WORK ITEM |
Write out, word for word, the line that contains "If you could point to the shadow on" and each line after it down to the last line of the data below. Include nothing more.
*** Opening of EXTRACTED INFORMATION ***
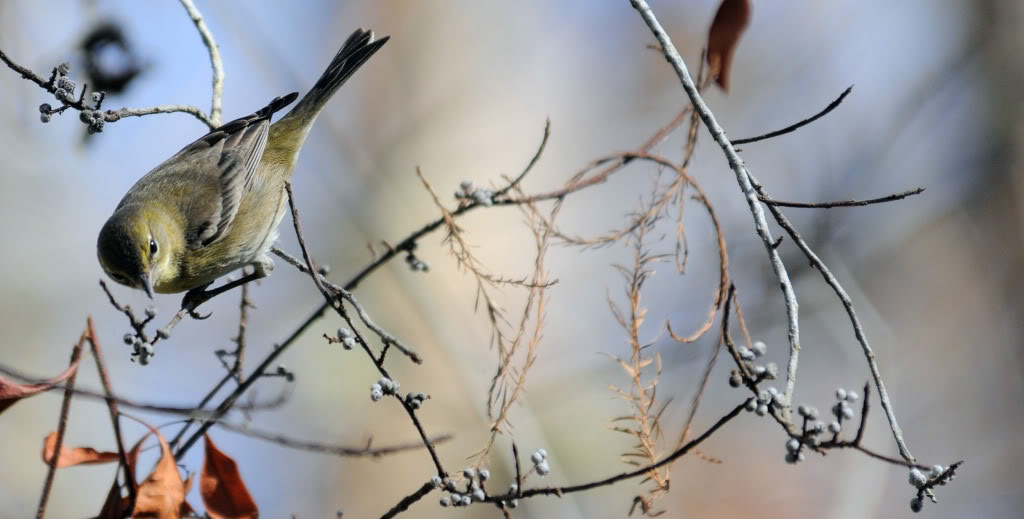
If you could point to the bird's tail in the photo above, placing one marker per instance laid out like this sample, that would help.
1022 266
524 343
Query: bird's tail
289 133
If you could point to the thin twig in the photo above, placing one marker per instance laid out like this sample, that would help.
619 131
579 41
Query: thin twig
110 116
313 446
841 203
797 126
743 179
61 427
858 330
240 340
409 501
333 293
215 62
112 404
679 452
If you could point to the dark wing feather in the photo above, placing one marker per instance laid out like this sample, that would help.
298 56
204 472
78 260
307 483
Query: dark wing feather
230 154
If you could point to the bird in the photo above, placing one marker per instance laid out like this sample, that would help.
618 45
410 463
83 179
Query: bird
215 206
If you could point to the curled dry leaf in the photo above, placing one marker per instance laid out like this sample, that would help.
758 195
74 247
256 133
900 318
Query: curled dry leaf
224 494
76 456
116 506
730 22
11 392
162 494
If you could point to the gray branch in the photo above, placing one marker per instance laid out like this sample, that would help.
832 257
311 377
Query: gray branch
743 178
215 61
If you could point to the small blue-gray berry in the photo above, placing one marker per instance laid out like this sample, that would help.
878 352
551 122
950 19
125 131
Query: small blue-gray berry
543 468
793 445
916 478
760 348
916 504
735 380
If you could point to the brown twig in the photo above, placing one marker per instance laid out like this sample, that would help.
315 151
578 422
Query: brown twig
679 452
365 451
76 353
409 501
112 405
240 340
109 116
841 203
794 127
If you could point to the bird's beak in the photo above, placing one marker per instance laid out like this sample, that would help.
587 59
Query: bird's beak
145 283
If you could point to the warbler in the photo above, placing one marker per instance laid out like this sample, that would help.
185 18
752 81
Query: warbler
214 207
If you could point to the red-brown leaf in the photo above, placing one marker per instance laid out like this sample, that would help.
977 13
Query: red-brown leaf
76 456
116 506
224 494
162 494
11 392
730 22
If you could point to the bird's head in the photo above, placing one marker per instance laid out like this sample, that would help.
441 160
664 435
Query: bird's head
135 248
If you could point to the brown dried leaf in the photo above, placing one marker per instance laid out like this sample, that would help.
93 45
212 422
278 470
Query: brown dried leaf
11 392
224 494
729 24
76 456
116 507
162 494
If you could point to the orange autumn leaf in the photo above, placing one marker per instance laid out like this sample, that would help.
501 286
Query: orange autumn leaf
11 392
116 506
162 494
75 456
224 494
729 24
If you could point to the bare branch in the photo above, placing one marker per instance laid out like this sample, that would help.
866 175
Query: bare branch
743 179
797 126
215 61
842 203
61 427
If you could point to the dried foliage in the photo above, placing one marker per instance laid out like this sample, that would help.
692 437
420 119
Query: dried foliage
723 39
517 344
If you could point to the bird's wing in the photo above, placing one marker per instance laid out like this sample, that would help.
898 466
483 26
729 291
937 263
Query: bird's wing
220 165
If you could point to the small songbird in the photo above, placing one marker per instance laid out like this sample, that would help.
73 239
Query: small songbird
215 206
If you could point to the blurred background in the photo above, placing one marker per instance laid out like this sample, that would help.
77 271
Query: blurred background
463 90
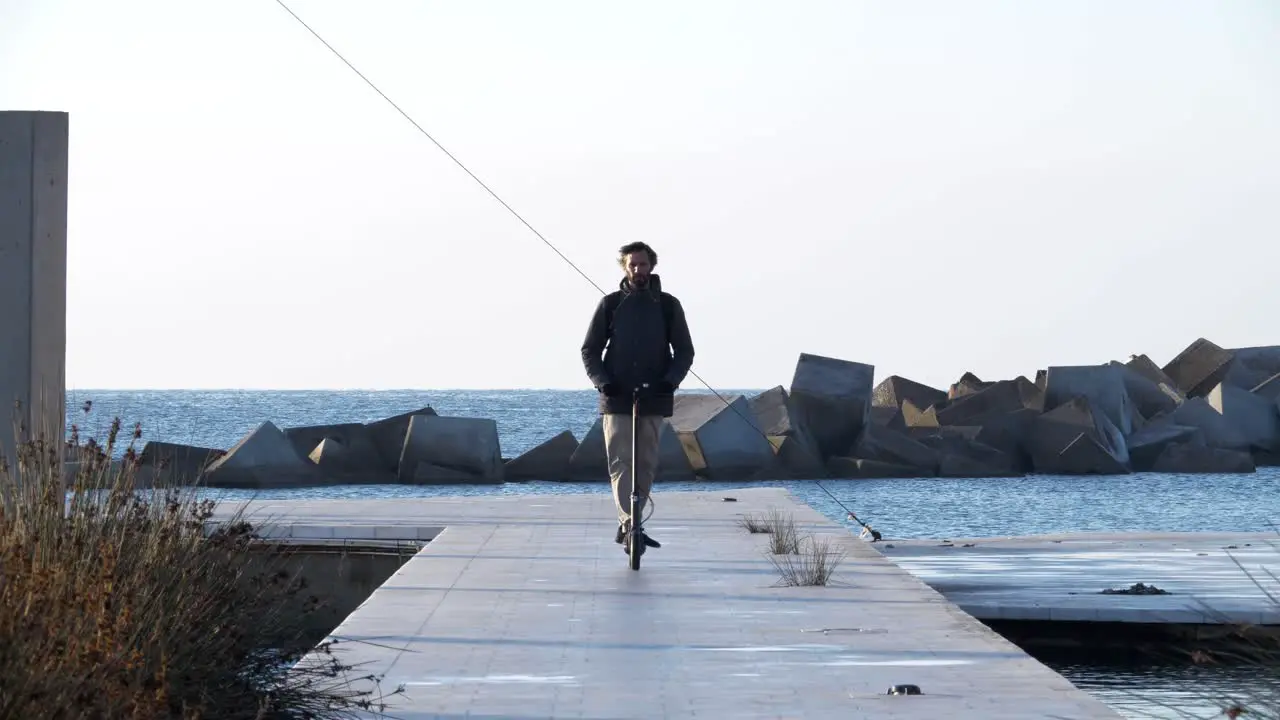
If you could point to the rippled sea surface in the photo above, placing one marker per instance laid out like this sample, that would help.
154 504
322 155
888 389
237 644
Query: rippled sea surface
897 507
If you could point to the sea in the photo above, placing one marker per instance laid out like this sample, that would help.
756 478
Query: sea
936 507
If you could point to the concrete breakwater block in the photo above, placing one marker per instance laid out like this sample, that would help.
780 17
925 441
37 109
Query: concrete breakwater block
548 460
388 436
342 452
1102 384
1197 414
833 396
1198 368
796 452
173 464
263 459
720 436
451 449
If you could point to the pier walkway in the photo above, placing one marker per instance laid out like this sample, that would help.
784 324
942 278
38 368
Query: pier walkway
524 606
1211 578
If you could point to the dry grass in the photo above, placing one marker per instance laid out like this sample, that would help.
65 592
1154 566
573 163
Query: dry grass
117 602
781 527
813 564
753 523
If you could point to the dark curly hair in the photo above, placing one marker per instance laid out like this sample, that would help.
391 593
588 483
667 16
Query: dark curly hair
636 247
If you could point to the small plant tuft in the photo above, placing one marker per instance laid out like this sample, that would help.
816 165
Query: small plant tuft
784 537
813 564
754 523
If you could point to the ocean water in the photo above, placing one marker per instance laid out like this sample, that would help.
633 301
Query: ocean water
931 507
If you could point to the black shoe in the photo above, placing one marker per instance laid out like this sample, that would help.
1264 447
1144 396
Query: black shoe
645 542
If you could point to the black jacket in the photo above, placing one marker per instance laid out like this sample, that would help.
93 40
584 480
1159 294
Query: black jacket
630 328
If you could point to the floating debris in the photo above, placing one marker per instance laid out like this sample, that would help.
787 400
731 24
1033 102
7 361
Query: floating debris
1137 588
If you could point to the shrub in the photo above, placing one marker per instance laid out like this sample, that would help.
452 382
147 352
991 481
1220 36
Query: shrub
118 601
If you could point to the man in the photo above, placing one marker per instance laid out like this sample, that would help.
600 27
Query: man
644 338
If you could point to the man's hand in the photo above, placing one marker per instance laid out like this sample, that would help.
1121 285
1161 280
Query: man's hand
661 387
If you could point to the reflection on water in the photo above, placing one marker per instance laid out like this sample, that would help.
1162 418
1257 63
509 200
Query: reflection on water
1178 691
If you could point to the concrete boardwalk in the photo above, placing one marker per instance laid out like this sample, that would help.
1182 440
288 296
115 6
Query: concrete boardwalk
524 607
1061 577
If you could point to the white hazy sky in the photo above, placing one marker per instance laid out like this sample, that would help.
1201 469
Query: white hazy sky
926 186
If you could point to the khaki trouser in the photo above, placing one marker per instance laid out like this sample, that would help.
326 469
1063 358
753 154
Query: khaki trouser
617 449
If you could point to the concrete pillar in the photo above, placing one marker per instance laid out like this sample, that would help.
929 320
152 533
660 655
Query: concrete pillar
32 272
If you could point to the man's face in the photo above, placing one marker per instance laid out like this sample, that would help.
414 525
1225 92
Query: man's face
638 268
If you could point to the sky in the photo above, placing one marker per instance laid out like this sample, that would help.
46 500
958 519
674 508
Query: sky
929 187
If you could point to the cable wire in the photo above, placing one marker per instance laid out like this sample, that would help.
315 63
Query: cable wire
867 528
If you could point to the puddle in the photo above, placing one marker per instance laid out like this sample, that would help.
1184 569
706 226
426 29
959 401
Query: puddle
497 680
780 648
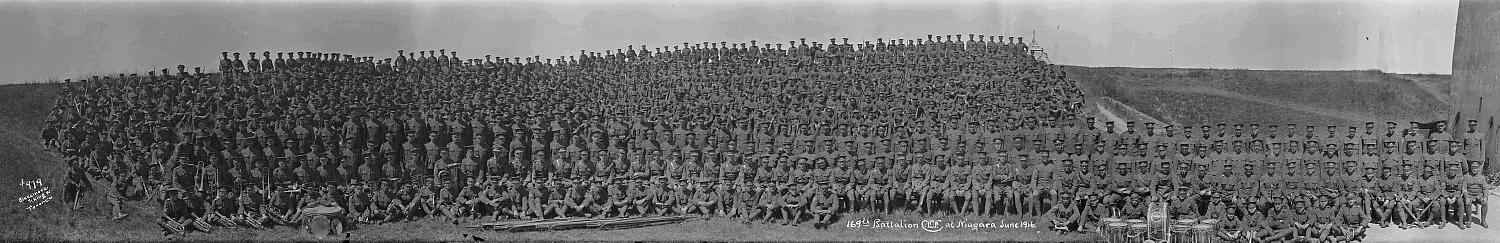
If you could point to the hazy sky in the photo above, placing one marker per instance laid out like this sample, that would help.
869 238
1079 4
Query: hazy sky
68 39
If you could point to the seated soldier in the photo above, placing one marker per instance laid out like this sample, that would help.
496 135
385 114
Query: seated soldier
1353 221
824 204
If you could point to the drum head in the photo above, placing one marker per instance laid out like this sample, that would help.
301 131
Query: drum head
321 210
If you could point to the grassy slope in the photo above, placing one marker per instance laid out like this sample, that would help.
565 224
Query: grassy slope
1208 96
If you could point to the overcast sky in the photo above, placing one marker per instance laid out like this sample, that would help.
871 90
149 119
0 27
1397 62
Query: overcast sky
50 39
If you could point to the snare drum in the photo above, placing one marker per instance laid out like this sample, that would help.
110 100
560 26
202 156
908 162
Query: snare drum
1202 233
1137 233
1115 231
1212 224
1181 233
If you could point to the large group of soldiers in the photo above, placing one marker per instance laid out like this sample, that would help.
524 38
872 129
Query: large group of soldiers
780 134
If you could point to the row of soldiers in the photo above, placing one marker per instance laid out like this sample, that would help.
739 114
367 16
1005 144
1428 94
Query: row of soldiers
914 117
953 180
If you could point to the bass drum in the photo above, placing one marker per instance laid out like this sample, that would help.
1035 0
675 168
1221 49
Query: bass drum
323 221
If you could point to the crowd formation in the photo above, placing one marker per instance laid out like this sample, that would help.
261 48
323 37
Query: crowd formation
783 134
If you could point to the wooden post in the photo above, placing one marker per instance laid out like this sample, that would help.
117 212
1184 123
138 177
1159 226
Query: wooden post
1476 71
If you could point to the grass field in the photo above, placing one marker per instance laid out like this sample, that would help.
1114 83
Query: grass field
1209 96
1181 96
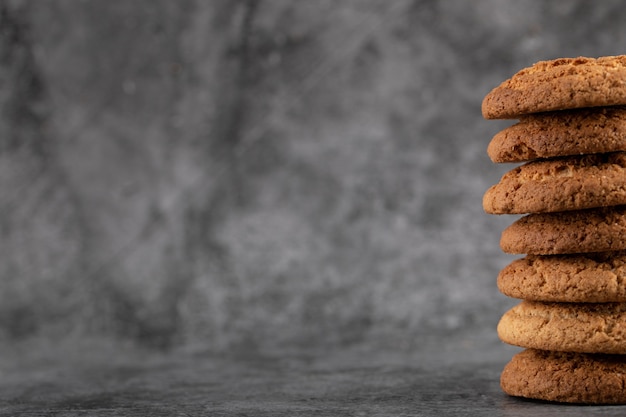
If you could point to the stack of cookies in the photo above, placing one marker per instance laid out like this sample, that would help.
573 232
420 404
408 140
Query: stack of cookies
570 188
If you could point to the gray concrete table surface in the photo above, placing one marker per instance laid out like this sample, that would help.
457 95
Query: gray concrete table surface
111 382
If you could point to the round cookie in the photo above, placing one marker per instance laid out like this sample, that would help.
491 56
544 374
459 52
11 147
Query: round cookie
566 377
584 278
562 133
594 230
566 327
561 184
560 84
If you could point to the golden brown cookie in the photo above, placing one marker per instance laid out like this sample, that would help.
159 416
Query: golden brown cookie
566 327
560 84
561 184
584 278
582 231
561 133
566 377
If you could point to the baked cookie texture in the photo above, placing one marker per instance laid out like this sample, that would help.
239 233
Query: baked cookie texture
566 377
570 187
560 84
562 184
566 327
583 278
561 133
583 231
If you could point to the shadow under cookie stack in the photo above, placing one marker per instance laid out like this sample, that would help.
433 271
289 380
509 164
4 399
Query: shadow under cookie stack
570 188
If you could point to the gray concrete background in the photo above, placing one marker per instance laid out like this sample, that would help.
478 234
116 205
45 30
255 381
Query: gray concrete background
262 175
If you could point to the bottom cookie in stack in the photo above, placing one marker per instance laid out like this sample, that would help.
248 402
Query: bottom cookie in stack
568 377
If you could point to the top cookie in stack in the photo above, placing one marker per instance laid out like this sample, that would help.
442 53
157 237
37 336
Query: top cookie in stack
570 142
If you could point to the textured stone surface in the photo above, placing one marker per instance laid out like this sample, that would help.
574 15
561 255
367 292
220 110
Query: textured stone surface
322 383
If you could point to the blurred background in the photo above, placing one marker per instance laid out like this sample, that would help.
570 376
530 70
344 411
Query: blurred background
262 175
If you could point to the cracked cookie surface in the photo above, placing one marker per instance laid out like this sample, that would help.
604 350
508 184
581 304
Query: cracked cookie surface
566 327
581 231
560 84
583 278
566 377
561 133
561 184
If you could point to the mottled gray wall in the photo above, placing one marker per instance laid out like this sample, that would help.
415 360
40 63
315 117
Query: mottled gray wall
262 174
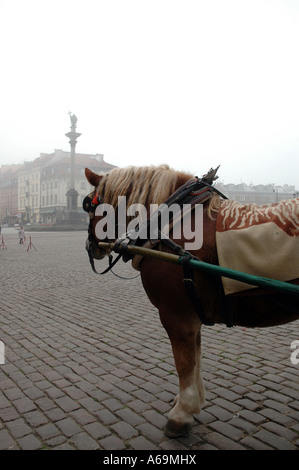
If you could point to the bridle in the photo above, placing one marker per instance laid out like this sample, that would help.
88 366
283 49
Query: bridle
194 191
90 204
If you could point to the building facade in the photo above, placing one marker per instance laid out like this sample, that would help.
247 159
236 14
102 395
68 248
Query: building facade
35 192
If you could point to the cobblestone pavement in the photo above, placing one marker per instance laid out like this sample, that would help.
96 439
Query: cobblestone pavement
89 366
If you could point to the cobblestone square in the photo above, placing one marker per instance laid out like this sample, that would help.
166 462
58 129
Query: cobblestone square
89 366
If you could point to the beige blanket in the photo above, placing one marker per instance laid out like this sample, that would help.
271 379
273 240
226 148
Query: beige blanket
259 240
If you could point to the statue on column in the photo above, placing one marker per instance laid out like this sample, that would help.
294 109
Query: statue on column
73 120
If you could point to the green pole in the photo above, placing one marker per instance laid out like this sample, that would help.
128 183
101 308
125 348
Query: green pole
210 268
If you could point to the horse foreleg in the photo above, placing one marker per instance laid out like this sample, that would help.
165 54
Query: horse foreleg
185 341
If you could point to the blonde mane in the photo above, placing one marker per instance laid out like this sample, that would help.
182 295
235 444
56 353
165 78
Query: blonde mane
144 185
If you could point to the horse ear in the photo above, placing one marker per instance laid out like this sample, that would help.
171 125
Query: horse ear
92 177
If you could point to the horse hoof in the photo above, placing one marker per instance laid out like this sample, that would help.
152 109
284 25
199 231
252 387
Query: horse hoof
173 429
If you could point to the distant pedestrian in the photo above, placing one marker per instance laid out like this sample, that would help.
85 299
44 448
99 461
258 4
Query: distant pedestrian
21 236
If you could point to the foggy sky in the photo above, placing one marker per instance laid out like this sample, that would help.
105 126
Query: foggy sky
190 83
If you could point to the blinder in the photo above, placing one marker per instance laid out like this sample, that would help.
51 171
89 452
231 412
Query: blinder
90 203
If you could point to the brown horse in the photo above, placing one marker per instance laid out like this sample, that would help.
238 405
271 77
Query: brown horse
163 283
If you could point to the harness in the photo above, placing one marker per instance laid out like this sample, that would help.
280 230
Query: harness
194 191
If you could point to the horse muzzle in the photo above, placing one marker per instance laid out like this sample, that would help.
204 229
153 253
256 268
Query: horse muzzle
94 251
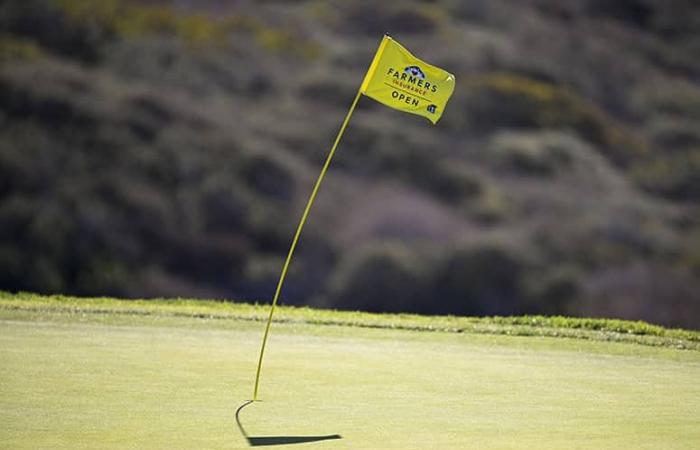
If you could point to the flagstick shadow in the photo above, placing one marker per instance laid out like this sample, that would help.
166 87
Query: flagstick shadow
258 441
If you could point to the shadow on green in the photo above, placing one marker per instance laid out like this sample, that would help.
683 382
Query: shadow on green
255 441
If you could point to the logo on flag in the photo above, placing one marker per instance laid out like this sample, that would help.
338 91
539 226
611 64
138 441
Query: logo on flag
415 71
401 81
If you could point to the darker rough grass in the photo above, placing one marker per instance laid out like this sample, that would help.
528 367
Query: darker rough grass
553 326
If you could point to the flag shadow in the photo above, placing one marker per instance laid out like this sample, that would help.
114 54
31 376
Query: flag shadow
259 441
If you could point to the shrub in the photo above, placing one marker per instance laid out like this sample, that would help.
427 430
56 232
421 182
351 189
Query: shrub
*** Close of EXTRACTED INFORMATION ***
TASK RESULT |
If you could point to the shadow on green in the photo above, placing one marker per instance laid out like this sample, that would help.
683 382
Query: shadow on green
255 441
If you could point to the logo on flag in the photo above, placing one marker per instance laid out like this sample, that would help.
338 91
539 226
611 64
138 441
Query: logo on flag
415 71
401 81
If you could point to the darker rough grass in the photo above, placing one marker per instance laid out like this sample, that would help.
528 367
Query: darker rough grass
553 326
If you could point to the flag shadow in the photo above, placing one marker per instance laid out like this sample, that would help.
114 54
31 376
Query: flag shadow
259 441
If you could point to the shrub in the photo above, placing one marker per instance laid out like this sample, that would help.
427 430
56 232
421 182
351 189
Query: shrub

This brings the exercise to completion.